Required task 1: In the Refinery configuration excerpt below, rewrite the paragraph beginning "This setting is a short timer" as a short bulleted list that keeps its main facts.

Text excerpt:

This setting also includes the field `meta.refinery.send_reason`, which contains the reason that the trace was sent.
Possible values of this field are `trace_send_got_root`, which means that the root span arrived; `trace_send_expired`, which means that `TraceTimeout` was reached; `trace_send_ejected_full`, which means that the trace cache was full; and `trace_send_ejected_memsize`, which means that Refinery was out of memory.
These names are also the names of metrics that Refinery tracks.
We recommend enabling this setting whenever a rules-based sampler is in use, as it is useful for debugging and understanding the behavior of your Refinery installation.

* Eligible for live reload.
* Type: `bool`
* Example: `true`

### `AddSpanCountToRoot`

`AddSpanCountToRoot` controls whether to add a metadata field to root spans that indicates the number of child elements in a trace.

The added metadata field, `meta.span_count`, indicates the number of child elements on the trace at the time the sampling decision was made.
If `true` and `AddCountsToRoot` is set to false, then Refinery will add `meta.span_count` to the root span.

* Eligible for live reload.
* Type: `defaulttrue`
* Default: `true`

### `AddCountsToRoot`

`AddCountsToRoot` controls whether to add metadata fields to root spans that indicates the number of child spans, span events, span links, and honeycomb events.

If `true`, then Refinery will ignore the `AddSpanCountToRoot` setting and add the following fields to the root span based on the values at the time the sampling decision was made:

* `meta.span_count`: the number of child spans on the trace

* `meta.span_event_count`: the number of span events on the trace

* `meta.span_link_count`: the number of span links on the trace

* `meta.event_count`: the number of honeycomb events on the trace

* Eligible for live reload.

* Type: `bool`

### `AddHostMetadataToTrace`

`AddHostMetadataToTrace` specifies whether to add host metadata to traces.

If `true`, then Refinery will add the following tag to all traces: - `meta.refinery.local_hostname`: the hostname of the Refinery node

* Eligible for live reload.
* Type: `defaulttrue`
* Default: `true`

## Traces

`Traces` contains configuration for how traces are managed.

### `SendDelay`

`SendDelay` is the duration to wait after the root span arrives before sending a trace.

This setting is a short timer that is triggered when a trace is marked complete by the arrival of the root span.
Refinery waits for this duration before sending the trace.
This setting exists to allow for asynchronous spans and small network delays to elapse before sending the trace.
`SendDelay` is not applied if the `TraceTimeout` expires or the `SpanLimit` is reached.

* Eligible for live reload.
* Type: `duration`
* Default: `2s`

### `BatchTimeout`

`BatchTimeout` is how frequently Refinery sends unfulfilled batches.

By default, this setting uses the `DefaultBatchTimeout` in `libhoney` as its value, which is `100ms`.

Material to process:
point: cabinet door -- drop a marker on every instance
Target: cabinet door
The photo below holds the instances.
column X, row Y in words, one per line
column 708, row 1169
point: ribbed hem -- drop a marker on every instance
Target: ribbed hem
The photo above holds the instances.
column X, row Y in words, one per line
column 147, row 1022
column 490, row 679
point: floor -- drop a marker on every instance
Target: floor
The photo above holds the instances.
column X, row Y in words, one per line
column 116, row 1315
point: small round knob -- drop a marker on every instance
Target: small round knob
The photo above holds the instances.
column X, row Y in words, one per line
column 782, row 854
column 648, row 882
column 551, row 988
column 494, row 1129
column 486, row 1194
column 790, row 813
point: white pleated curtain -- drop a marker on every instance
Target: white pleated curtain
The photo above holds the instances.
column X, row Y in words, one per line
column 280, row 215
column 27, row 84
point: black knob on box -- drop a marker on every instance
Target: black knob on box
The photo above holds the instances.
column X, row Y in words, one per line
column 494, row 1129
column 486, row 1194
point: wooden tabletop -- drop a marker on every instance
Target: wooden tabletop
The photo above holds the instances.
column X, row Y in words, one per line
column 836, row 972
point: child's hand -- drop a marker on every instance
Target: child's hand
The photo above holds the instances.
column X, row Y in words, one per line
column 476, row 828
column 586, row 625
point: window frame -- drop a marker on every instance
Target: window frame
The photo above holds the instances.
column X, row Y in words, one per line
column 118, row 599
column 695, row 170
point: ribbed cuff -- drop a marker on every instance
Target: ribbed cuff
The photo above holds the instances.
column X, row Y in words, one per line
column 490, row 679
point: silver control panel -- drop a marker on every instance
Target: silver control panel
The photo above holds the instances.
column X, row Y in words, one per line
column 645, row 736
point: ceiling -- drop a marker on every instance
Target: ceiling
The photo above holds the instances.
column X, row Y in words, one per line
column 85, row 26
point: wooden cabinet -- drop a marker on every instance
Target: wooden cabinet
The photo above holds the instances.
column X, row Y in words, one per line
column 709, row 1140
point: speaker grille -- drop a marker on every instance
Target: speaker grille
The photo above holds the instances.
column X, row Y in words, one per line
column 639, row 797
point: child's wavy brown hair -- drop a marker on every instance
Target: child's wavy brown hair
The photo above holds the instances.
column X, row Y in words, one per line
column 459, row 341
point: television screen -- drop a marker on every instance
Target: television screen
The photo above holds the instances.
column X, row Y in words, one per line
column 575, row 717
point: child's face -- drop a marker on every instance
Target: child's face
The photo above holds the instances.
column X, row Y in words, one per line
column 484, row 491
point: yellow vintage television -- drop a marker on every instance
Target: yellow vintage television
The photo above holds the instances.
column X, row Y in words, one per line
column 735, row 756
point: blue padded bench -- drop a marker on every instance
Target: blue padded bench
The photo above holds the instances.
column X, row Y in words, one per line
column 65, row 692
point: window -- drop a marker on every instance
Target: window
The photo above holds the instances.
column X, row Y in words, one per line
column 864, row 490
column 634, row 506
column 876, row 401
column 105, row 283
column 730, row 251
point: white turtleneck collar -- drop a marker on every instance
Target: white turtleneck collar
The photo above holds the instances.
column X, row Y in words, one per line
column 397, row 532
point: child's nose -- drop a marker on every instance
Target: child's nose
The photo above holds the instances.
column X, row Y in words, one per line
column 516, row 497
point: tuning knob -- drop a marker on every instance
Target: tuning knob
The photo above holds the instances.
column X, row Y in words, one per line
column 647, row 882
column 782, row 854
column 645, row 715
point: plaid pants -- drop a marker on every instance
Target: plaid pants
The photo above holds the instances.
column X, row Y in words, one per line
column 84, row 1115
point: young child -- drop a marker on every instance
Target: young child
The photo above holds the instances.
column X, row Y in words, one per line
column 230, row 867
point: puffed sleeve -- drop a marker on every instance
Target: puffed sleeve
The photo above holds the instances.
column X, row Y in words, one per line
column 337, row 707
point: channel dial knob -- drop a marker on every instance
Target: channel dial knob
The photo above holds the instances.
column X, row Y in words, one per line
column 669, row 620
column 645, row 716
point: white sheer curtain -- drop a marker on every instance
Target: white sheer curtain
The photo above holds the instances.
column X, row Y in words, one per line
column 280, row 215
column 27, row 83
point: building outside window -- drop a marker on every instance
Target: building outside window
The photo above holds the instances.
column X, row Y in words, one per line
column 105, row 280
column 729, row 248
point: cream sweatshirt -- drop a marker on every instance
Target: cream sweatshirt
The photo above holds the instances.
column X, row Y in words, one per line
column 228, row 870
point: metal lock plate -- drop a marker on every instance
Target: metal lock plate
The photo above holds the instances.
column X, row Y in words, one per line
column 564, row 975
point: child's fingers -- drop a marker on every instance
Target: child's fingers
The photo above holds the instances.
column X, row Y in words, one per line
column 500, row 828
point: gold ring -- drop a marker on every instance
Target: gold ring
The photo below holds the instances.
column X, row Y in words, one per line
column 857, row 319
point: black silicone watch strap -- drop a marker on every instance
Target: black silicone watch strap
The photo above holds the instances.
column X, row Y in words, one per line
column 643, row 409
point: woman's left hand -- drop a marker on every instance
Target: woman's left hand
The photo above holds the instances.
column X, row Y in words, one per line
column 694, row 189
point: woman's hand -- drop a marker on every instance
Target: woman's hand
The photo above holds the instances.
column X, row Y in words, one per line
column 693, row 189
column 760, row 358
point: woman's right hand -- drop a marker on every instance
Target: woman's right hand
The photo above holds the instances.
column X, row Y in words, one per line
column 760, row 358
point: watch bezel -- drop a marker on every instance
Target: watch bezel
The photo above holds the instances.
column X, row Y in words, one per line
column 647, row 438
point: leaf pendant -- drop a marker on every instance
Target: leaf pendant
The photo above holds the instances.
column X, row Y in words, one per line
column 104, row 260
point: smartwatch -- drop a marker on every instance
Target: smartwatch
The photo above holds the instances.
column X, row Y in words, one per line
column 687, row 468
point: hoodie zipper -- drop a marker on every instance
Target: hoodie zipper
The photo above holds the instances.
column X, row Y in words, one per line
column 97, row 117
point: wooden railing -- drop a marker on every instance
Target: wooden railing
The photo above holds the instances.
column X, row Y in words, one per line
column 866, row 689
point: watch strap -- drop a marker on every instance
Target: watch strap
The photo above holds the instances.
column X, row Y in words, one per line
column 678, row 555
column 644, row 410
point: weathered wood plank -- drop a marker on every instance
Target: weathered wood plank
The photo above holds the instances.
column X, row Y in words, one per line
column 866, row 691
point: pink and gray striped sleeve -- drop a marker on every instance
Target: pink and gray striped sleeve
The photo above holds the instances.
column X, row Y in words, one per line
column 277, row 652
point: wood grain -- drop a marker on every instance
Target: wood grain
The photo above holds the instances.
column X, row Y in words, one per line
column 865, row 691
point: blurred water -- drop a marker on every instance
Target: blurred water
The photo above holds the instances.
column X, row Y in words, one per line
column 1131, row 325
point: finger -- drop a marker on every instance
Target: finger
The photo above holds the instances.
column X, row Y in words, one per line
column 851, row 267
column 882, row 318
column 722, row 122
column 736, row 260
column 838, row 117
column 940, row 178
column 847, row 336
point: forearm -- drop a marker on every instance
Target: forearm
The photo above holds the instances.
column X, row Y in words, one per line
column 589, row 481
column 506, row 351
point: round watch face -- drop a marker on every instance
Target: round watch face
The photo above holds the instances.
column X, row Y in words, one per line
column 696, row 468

Required task 2: Please rewrite the records starting with the line containing "point: round watch" and going on through the end of the records, changing "watch face" to "dial" and leaving everything else as it is.

Final result 1:
- Starts a short timer when the root span arrives and marks a trace complete.
- Refinery waits for this duration before sending the trace.
- Gives asynchronous spans and small network delays time to elapse.
- Not applied if `TraceTimeout` expires or `SpanLimit` is reached.

Final result 2:
point: round dial -- drop a marker on every instance
Target: round dial
The photo above holds the instances.
column X, row Y in words, one per line
column 696, row 468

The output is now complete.